### Consigne A
Recopiez mot pour mot le passage de l'article sur l'accès direct aux IPA, en commençant à « L’accès direct aux IPA inquiète » et en terminant à « pratique avancée (IPA). ».
### Consigne B
D'après l'article sur l'accès direct aux IPA, à quelles professions la proposition de loi du Dr Rist ouvrirait-elle un accès direct ? Citez-les toutes.
### Consigne C
Qui préside le CNOM selon l'article sur l'accès direct aux IPA ?

### Extrait du document
──────────────────────────────

L’accès direct aux IPA inquiète des médecins

Paris, le mercredi 21 décembre 2022 – Les syndicats de médecins libéraux et le CNOM s’inquiètent d’une proposition de loi de la majorité visant à permettre l’accès direct aux infirmières de pratique avancée (IPA).

Les syndicats de médecins libéraux sont sur tous les fronts en ce moment. Bien sûr, ils sont engagés dans des négociations conventionnelles tendues avec l’Assurance maladie en vue de l’élaboration de la future convention médicale. Certains d’entre eux multiplient également les appels à la grève en cette fin d’année pour obtenir une hausse du tarif de la consultation. Mais un autre combat les préoccupe également : le maintien du rôle central du médecin traitant et la lutte contre l’accès direct aux professions paramédicales.

Les hostilités ont été lancés par le Dr Stéphanie Rist, députée et spécialiste des questions de santé au sein du parti présidentiel Renaissance, qui a déposé le 18 octobre dernier une proposition de loi « portant amélioration de l’accès aux soins ». Comme indiqué dans l’exposé de ses motifs, cette proposition de loi reprend les conclusions d’un rapport de l’Inspection générale des affaires sociales (IGAS) de novembre 2021 sur l’accès direct et vise à « trouver des solutions à très court terme face à une offre de soins médicaux insuffisante ».

Le CNOM clairement opposé à l’accès direct aux IPA

Le Dr Rist propose ainsi de permettre l’accès direct aux infirmières en pratique avancée (IPA) « dans le cadre d’un exercice coordonné » et surtout de leur ouvrir la primo-prescription, avant même donc que le patient ait vu un médecin. La proposition de loi prévoit également de créer deux types d’IPA, les infirmiers spécialisés et les infirmiers praticiens, les seconds pouvant « intervenir en première ligne sur des pathologies courantes identifiées comme bénignes en soins primaires ». Enfin, la proposition de loi créé également un accès direct aux kinésithérapeutes et aux orthophonistes et créé la profession d’assistant en médecine bucco-dentaire.

Si cette proposition de loi du Dr Rist a été logiquement bien accueillie par l’Ordre des infirmiers, qui a « salué une initiative pour favoriser l’attractivité et la reconnaissance de la profession infirmier », elle a revanche été vécue comme une véritable déclaration de guerre par certains médecins. Le 24 novembre dernier, le Conseil de l’Ordre des Médecins (CNOM) a ainsi fait part de son opposition à toute possibilité d’accès direct aux IPA. « Même s’il existe des difficultés d’accès aux médecins, l’entrée dans le système de soins doit se faire par le médecin, tout doit être organisé pour que le patient voie le médecin » a lancé le Dr François Arnault, président du CNOM.

──────────────────────────────

### Liste des enregistrements
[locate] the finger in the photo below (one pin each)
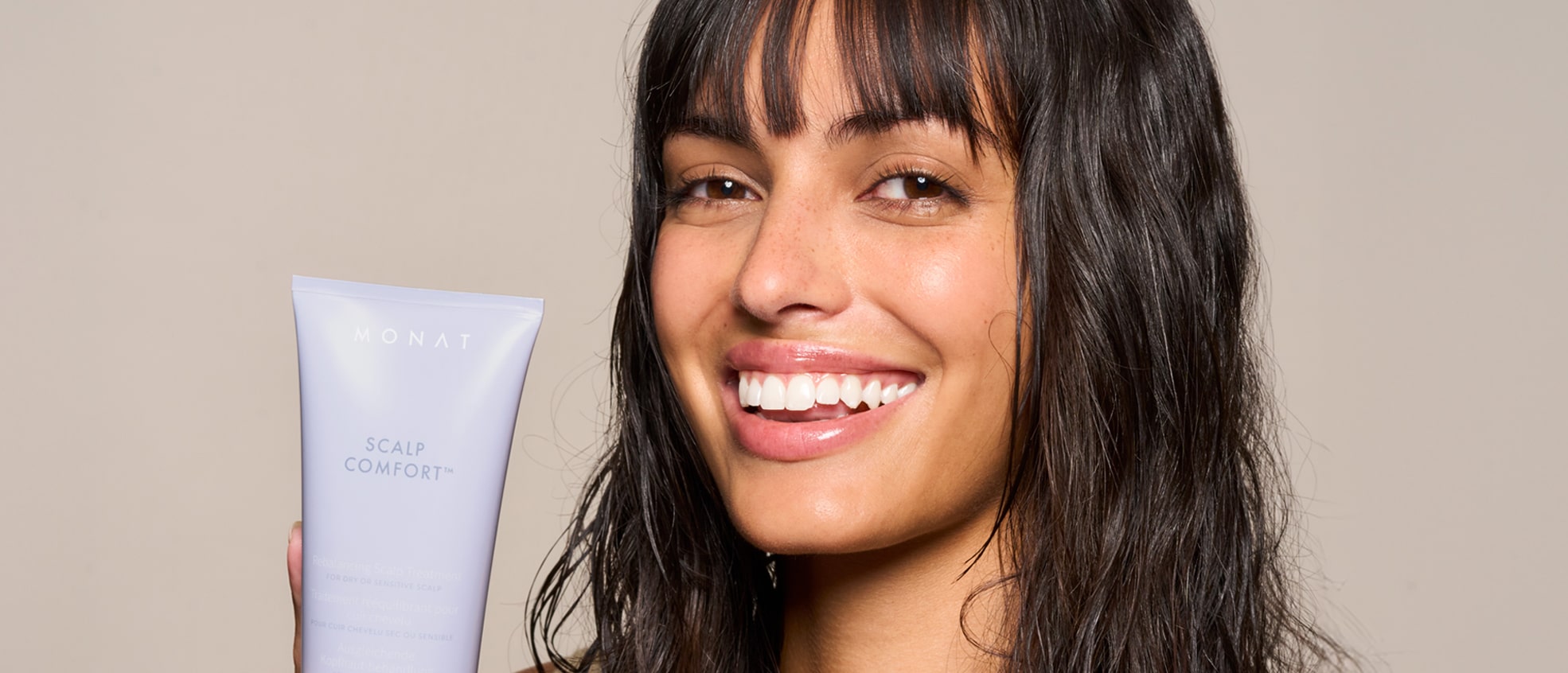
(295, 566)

──────────────────────────────

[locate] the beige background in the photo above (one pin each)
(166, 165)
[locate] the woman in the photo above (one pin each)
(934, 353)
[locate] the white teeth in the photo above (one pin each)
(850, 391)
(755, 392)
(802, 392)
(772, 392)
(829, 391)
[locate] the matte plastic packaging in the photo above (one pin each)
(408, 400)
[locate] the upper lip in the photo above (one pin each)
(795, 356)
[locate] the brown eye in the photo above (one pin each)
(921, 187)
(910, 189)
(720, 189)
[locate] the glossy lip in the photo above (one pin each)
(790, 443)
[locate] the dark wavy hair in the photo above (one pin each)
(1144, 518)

──────────────────────────────

### Corrigé A
L’accès direct aux IPA inquiète des médecins

Paris, le mercredi 21 décembre 2022 – Les syndicats de médecins libéraux et le CNOM s’inquiètent d’une proposition de loi de la majorité visant à permettre l’accès direct aux infirmières de pratique avancée (IPA).

### Corrigé B
Les infirmières en pratique avancée (IPA), les kinésithérapeutes et les orthophonistes.

### Corrigé C
Le Dr François Arnault.